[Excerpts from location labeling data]

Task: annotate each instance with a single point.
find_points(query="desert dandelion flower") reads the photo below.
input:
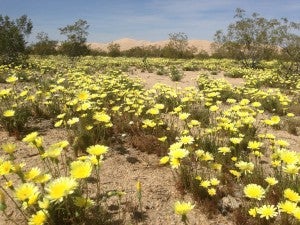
(9, 147)
(254, 191)
(97, 150)
(60, 188)
(267, 211)
(80, 169)
(38, 219)
(26, 191)
(9, 113)
(183, 208)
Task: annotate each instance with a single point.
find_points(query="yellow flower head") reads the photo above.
(254, 145)
(60, 188)
(97, 150)
(287, 207)
(80, 169)
(101, 117)
(11, 79)
(212, 191)
(30, 138)
(164, 160)
(39, 218)
(9, 147)
(32, 173)
(26, 191)
(267, 211)
(271, 180)
(187, 139)
(291, 195)
(224, 150)
(179, 153)
(183, 116)
(6, 167)
(83, 95)
(182, 208)
(9, 113)
(83, 202)
(254, 191)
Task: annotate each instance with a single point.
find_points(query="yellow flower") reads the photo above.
(26, 191)
(43, 178)
(138, 186)
(162, 139)
(256, 104)
(97, 150)
(6, 167)
(60, 187)
(52, 152)
(291, 169)
(267, 211)
(183, 116)
(291, 195)
(9, 113)
(182, 208)
(214, 181)
(271, 180)
(80, 169)
(254, 145)
(83, 202)
(224, 150)
(83, 95)
(58, 123)
(159, 106)
(253, 212)
(9, 147)
(179, 153)
(101, 117)
(296, 213)
(246, 167)
(148, 123)
(287, 207)
(288, 157)
(73, 121)
(205, 183)
(164, 160)
(30, 138)
(175, 163)
(187, 139)
(153, 111)
(213, 108)
(32, 173)
(39, 218)
(44, 204)
(236, 140)
(254, 191)
(212, 191)
(274, 120)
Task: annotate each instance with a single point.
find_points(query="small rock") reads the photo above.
(228, 204)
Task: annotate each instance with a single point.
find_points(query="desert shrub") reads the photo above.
(175, 74)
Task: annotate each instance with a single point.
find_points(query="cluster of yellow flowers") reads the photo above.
(210, 131)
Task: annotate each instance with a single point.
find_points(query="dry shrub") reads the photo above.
(148, 143)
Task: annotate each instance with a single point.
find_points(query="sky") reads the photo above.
(150, 20)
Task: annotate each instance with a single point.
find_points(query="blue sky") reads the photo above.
(149, 20)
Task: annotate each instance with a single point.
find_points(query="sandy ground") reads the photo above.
(124, 166)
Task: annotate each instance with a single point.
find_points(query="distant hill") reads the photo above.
(128, 43)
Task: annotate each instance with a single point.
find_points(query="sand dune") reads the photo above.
(128, 43)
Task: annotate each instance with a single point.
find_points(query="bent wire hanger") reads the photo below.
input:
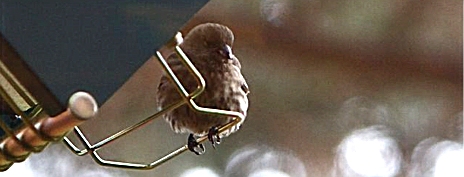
(187, 98)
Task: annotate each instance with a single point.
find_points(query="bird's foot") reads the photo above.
(213, 136)
(194, 146)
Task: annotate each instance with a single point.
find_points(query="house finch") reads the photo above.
(209, 47)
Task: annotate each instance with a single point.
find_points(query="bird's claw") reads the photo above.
(213, 136)
(194, 146)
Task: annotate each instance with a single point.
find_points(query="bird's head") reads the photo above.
(211, 39)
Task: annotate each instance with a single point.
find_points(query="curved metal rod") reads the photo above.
(187, 98)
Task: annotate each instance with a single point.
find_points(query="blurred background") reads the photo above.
(338, 88)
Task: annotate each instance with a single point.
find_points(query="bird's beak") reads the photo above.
(226, 52)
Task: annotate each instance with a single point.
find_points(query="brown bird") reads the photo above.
(209, 47)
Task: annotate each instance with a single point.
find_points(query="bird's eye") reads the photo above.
(226, 52)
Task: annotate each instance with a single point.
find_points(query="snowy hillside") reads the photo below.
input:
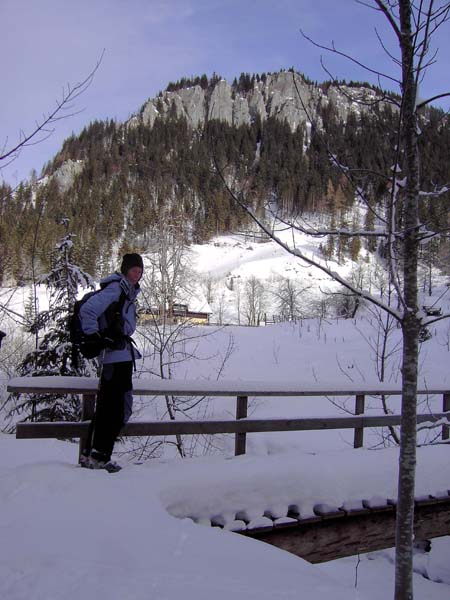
(68, 532)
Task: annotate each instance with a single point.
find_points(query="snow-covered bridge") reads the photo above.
(309, 512)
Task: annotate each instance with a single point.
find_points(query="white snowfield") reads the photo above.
(72, 533)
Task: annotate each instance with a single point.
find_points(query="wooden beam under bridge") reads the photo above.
(339, 533)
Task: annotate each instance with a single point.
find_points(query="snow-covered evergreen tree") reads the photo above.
(55, 354)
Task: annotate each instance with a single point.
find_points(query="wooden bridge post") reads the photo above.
(359, 431)
(445, 407)
(87, 414)
(240, 439)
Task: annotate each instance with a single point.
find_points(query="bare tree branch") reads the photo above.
(43, 127)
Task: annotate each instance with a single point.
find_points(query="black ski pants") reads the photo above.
(112, 406)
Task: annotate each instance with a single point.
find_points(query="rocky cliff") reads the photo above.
(284, 95)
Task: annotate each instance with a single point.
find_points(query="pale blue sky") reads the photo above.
(47, 44)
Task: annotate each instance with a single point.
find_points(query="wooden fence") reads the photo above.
(240, 426)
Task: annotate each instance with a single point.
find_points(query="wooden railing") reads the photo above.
(241, 390)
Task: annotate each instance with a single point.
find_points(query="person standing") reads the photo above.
(109, 318)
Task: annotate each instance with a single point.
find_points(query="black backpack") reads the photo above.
(111, 336)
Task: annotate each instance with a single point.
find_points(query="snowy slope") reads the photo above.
(72, 533)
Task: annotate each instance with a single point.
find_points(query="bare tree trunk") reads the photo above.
(410, 323)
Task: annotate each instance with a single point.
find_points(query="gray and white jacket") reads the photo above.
(91, 314)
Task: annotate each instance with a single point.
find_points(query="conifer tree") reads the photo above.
(54, 354)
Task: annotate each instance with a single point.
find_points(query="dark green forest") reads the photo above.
(136, 176)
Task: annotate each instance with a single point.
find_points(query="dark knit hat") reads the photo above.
(129, 261)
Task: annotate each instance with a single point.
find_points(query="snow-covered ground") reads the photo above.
(68, 533)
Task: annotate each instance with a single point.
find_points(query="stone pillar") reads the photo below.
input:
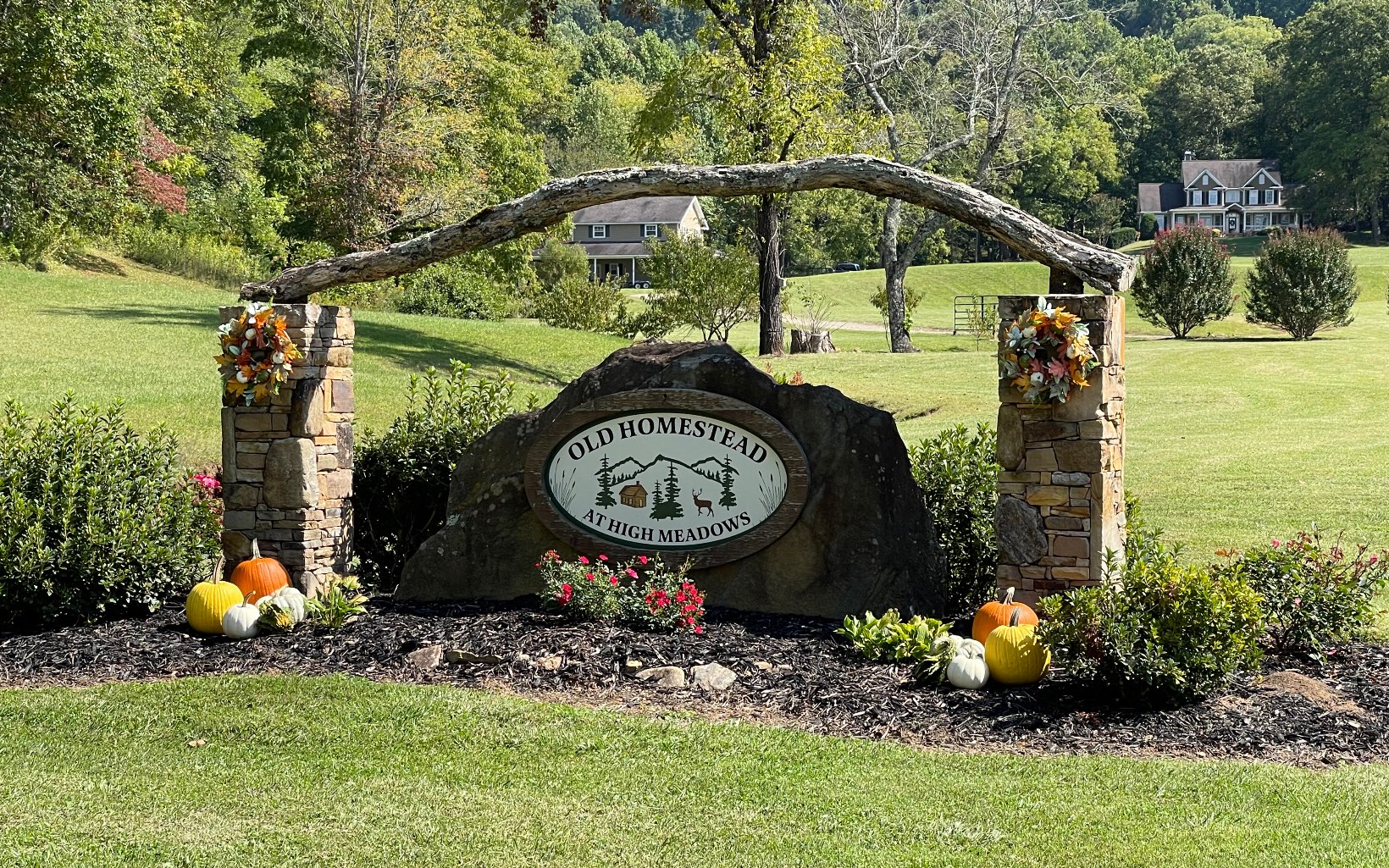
(286, 466)
(1061, 486)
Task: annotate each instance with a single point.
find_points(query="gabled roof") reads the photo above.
(1157, 197)
(1228, 173)
(646, 210)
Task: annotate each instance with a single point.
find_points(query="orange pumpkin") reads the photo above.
(258, 577)
(999, 613)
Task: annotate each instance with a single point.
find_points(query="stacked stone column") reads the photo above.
(286, 466)
(1061, 486)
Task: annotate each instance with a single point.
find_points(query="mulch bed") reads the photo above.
(790, 672)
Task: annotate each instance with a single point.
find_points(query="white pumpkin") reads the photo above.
(292, 600)
(239, 621)
(967, 668)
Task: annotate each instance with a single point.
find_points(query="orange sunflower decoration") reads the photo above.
(1046, 355)
(257, 355)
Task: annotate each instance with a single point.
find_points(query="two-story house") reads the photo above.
(1235, 196)
(614, 235)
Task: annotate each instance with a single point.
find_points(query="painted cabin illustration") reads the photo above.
(633, 496)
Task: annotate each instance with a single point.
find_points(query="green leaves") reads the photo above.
(924, 642)
(96, 520)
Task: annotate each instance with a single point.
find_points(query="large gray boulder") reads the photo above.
(864, 539)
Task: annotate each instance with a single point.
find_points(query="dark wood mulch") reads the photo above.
(790, 671)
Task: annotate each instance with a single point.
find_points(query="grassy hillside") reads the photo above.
(1232, 438)
(254, 772)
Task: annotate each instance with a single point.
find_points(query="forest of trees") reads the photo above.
(281, 130)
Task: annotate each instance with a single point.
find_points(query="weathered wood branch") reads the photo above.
(1100, 267)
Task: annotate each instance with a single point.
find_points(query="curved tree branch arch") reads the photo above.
(1063, 252)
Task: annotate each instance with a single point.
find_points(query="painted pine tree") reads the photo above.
(657, 503)
(728, 500)
(605, 497)
(672, 495)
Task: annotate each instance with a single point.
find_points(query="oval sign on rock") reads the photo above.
(670, 471)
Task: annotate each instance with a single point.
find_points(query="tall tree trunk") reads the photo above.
(770, 340)
(894, 274)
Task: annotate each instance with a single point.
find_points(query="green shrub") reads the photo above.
(1184, 281)
(588, 306)
(1122, 236)
(699, 286)
(193, 256)
(924, 642)
(959, 475)
(401, 488)
(1302, 282)
(911, 297)
(642, 590)
(446, 289)
(1169, 633)
(96, 521)
(1314, 594)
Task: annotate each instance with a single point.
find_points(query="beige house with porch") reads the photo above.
(1235, 196)
(614, 235)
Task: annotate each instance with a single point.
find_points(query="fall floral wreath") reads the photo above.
(257, 353)
(1046, 355)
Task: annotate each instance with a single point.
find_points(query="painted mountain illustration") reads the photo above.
(666, 492)
(629, 468)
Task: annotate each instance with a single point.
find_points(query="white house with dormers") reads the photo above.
(1235, 196)
(614, 235)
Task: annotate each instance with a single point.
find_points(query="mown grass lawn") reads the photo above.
(1232, 438)
(338, 771)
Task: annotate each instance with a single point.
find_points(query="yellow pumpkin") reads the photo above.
(1013, 653)
(210, 600)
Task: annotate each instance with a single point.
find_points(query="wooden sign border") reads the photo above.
(692, 401)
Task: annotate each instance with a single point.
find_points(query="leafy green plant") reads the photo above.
(642, 590)
(1314, 594)
(1167, 633)
(96, 520)
(699, 286)
(449, 289)
(924, 642)
(1302, 282)
(401, 492)
(336, 605)
(584, 304)
(1124, 236)
(913, 299)
(193, 256)
(1184, 281)
(957, 474)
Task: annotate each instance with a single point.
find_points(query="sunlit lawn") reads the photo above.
(346, 772)
(1232, 438)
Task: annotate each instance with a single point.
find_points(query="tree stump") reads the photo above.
(810, 342)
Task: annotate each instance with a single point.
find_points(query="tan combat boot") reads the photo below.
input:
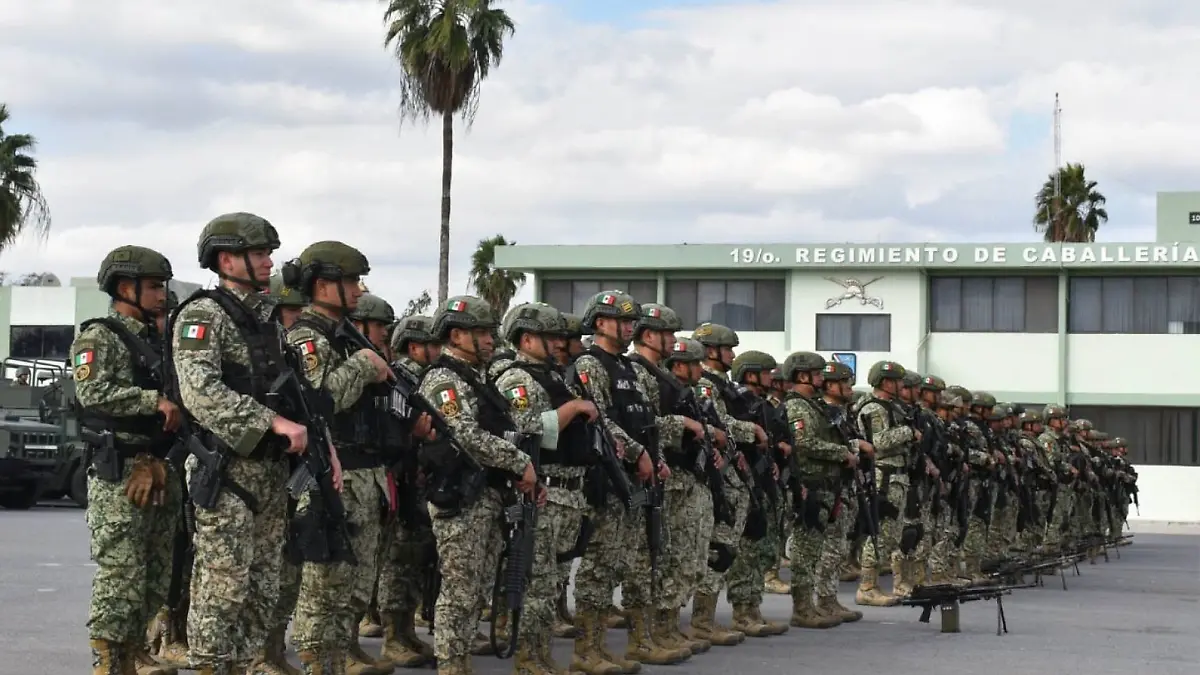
(705, 626)
(831, 607)
(642, 647)
(396, 644)
(804, 610)
(774, 585)
(869, 592)
(587, 656)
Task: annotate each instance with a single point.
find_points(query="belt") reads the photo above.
(564, 483)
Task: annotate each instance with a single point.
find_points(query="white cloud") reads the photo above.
(795, 120)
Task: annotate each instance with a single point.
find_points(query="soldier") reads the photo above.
(411, 554)
(466, 491)
(759, 549)
(551, 414)
(891, 440)
(133, 495)
(225, 368)
(816, 464)
(334, 596)
(715, 388)
(654, 341)
(618, 548)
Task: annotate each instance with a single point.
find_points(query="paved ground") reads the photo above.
(1140, 614)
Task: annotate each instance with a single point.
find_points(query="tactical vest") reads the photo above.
(574, 441)
(629, 407)
(263, 340)
(360, 430)
(147, 362)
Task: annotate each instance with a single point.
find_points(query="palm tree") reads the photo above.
(1069, 209)
(22, 203)
(445, 49)
(496, 286)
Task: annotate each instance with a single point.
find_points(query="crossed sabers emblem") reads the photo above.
(855, 288)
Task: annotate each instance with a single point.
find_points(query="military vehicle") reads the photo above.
(41, 455)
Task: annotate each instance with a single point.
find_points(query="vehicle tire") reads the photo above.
(79, 487)
(23, 500)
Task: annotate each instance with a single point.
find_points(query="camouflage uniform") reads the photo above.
(537, 392)
(131, 543)
(235, 574)
(408, 542)
(334, 596)
(467, 531)
(891, 441)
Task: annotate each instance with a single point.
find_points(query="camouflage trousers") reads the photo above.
(468, 550)
(558, 529)
(132, 550)
(689, 525)
(334, 596)
(889, 527)
(727, 536)
(235, 574)
(407, 555)
(745, 579)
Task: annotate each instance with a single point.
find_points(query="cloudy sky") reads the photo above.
(609, 121)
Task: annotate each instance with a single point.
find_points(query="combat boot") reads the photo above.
(745, 622)
(804, 610)
(587, 656)
(773, 627)
(641, 646)
(774, 585)
(359, 662)
(705, 626)
(869, 592)
(396, 645)
(831, 607)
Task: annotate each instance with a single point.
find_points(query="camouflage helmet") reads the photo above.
(131, 262)
(885, 370)
(837, 371)
(685, 350)
(234, 233)
(616, 304)
(657, 317)
(933, 383)
(801, 362)
(285, 296)
(983, 400)
(531, 317)
(751, 362)
(414, 328)
(331, 261)
(373, 308)
(715, 335)
(1054, 412)
(462, 311)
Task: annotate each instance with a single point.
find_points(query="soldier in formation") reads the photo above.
(345, 467)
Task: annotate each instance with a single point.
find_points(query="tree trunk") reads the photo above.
(447, 171)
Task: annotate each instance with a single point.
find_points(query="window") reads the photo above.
(994, 304)
(853, 333)
(1134, 304)
(573, 296)
(51, 342)
(1156, 435)
(742, 305)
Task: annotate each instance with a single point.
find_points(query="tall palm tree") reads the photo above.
(1069, 209)
(445, 49)
(497, 286)
(22, 204)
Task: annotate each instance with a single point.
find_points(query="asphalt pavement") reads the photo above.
(1138, 614)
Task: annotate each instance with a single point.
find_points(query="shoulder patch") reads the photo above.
(519, 396)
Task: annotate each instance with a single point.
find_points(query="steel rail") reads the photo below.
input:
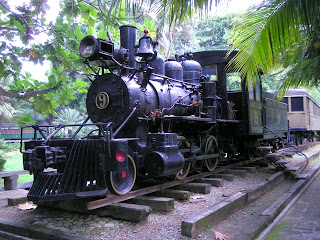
(111, 198)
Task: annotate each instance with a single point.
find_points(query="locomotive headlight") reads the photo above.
(92, 49)
(88, 47)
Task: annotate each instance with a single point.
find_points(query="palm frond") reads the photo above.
(283, 32)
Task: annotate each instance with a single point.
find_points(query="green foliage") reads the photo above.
(3, 147)
(280, 33)
(215, 32)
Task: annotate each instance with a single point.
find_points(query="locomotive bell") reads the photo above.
(145, 46)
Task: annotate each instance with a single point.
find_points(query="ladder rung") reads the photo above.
(291, 169)
(282, 161)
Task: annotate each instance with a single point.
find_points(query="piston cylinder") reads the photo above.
(165, 159)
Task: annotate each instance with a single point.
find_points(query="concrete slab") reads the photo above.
(249, 169)
(203, 188)
(13, 193)
(172, 193)
(227, 177)
(237, 172)
(216, 182)
(156, 203)
(125, 211)
(195, 225)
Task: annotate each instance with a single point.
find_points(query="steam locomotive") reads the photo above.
(153, 119)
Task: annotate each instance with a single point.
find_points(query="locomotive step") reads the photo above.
(301, 176)
(282, 161)
(292, 169)
(273, 155)
(264, 148)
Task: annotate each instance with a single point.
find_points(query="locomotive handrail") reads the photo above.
(125, 121)
(291, 146)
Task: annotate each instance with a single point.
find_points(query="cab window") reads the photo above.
(297, 104)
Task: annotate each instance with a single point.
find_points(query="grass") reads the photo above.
(14, 162)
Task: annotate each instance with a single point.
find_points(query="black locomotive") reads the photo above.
(153, 118)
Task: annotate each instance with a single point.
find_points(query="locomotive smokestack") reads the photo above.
(128, 34)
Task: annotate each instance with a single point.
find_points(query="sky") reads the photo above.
(236, 5)
(231, 6)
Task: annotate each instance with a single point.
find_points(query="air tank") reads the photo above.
(158, 68)
(174, 69)
(191, 71)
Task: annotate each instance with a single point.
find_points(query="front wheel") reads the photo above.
(121, 182)
(211, 147)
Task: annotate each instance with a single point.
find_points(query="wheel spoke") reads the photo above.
(186, 168)
(211, 146)
(121, 182)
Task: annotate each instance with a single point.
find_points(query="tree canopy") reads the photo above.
(280, 34)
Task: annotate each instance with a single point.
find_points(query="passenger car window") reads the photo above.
(297, 104)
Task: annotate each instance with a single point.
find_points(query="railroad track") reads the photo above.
(192, 205)
(80, 205)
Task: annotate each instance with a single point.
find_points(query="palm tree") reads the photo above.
(280, 33)
(173, 10)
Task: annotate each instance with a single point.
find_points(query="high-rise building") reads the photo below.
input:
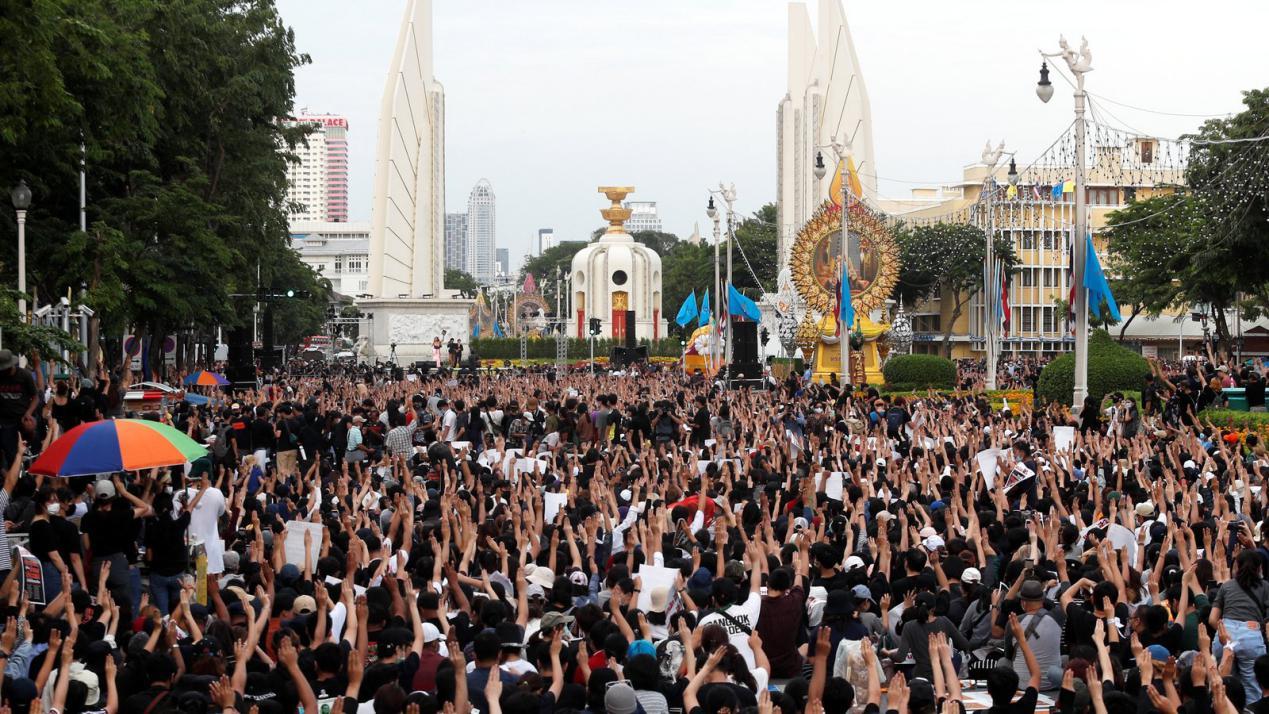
(481, 233)
(504, 261)
(407, 230)
(826, 98)
(456, 241)
(644, 216)
(319, 181)
(338, 251)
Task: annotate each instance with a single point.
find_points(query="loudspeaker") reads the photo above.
(626, 357)
(241, 363)
(744, 349)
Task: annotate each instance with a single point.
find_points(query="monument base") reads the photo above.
(828, 357)
(413, 324)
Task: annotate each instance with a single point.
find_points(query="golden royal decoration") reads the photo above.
(814, 259)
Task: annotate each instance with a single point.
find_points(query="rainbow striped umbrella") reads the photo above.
(203, 378)
(122, 444)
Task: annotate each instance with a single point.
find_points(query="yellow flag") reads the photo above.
(847, 168)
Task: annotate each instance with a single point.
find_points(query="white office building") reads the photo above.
(481, 233)
(319, 183)
(338, 251)
(644, 216)
(456, 241)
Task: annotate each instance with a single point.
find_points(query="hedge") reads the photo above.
(919, 372)
(1112, 368)
(543, 348)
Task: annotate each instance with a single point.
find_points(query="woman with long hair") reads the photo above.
(1240, 606)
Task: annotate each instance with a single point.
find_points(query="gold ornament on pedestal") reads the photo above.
(815, 263)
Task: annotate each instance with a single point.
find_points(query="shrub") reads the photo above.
(919, 372)
(1112, 368)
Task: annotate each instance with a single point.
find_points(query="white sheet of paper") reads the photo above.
(652, 577)
(553, 502)
(1064, 438)
(986, 459)
(833, 486)
(296, 543)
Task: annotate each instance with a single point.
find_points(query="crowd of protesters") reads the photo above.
(564, 542)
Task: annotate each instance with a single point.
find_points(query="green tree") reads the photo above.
(758, 237)
(547, 268)
(946, 260)
(460, 280)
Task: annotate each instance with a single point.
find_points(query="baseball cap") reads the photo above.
(619, 699)
(104, 490)
(305, 604)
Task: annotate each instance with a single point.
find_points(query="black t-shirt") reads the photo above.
(17, 391)
(109, 532)
(262, 434)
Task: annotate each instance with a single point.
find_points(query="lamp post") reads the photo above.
(990, 291)
(712, 212)
(1080, 64)
(840, 150)
(20, 195)
(729, 197)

> [STATED GOAL]: Find every line in the records that contains the string "bird" and copy each one. Treat case as significant.

> [EXERCISE RESPONSE]:
find_points(query="bird's foot") reads the photo above.
find_points(query="bird's claw") reads the photo above.
find_points(query="bird's head") reads the photo above.
find_points(query="bird's beak") reads the photo above.
find_points(query="brown bird") reads the photo above.
find_points(query="bird's eye") reads the photo above.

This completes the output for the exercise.